#### [EXERCISE SET]
**1)** In the passage about Panga's level runs, how many levels did his best run reach?
**2)** Repeat word for word the stretch of the passage from "Panga's best run" through "shell jump levels.".

In part 2, we improved the estimation of Panga's success rates of beating the various numbers of levels without skipping by utilizing the samples with a better estimator. Meanwhile, he completed more levels in his pursuit of beating 2000 levels, and it means that we have more samples for our estimation.
New Data
With the new total of 2573 samples, far more than the previous 726 samples, the estimation will be significantly more precise. As expected, the distribution of the samples is similar to that before.
The overall sample distribution of Panga's life changes after beating a level. Values below 0.05% are visually enhanced.
The within-group sample distribution of Panga's life changes after beating a level. Values below 0.05% are visually enhanced.
Panga's best run tragically ended by a triple-triple shell jump level (performing three triple shell jumps) and reached 1906 levels. The level required him to spend more than 99 lives to beat. Encountering such a level was virtually a guaranteed end of a run for any player. His two subsequent runs also ended similarly by two triple shell jump levels.
Validation of the Assumption in Part 1
In part 1, we made the assumption
The player performs practically the same when their number of lives is from 1 to 96 or 97 to 99.
To roughly check the assumption, we will compare the life change probabilities by considering the uncertainty per each starting life. As shown in the following graphs, almost all values are either very close or within random variations. The remaining rare instances are still explainable by random chance. Comparing the uncensored values across all the graphs, the results are the same.
Panga's life change probabilities after beating a level for 97 starting lives or those below. Each probability density function is calculated independently by using the binomial proportion.
Panga's life change probabilities after beating a level for 98 starting lives or those below. Each probability density function is calculated independently by using the binomial proportion.
Panga's life change probabilities after beating a level for 99 starting lives or those below. Each probability density function is calculated independently by using the binomial proportion.

#### [SUPPLIED INFORMATION]
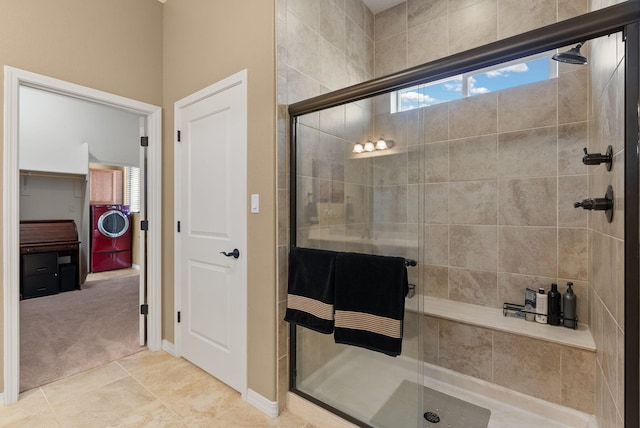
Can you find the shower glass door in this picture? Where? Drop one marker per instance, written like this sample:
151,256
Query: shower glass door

#### [ANSWERS TO THE EXERCISE]
**1)** 1906 levels.

**2)**
Panga's best run tragically ended by a triple-triple shell jump level (performing three triple shell jumps) and reached 1906 levels. The level required him to spend more than 99 lives to beat. Encountering such a level was virtually a guaranteed end of a run for any player. His two subsequent runs also ended similarly by two triple shell jump levels.